• [RECORDED INFORMATION]
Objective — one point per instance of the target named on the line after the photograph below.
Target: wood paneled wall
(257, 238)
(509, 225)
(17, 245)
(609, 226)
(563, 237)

• [WHAT THE TASK ASKS] Can you copy all of the lines above word for word?

• [SOLUTION BELOW]
Objective — one point per instance of the target named on the line after the photograph below.
Target: wood paneled wall
(257, 238)
(509, 225)
(17, 245)
(609, 226)
(563, 237)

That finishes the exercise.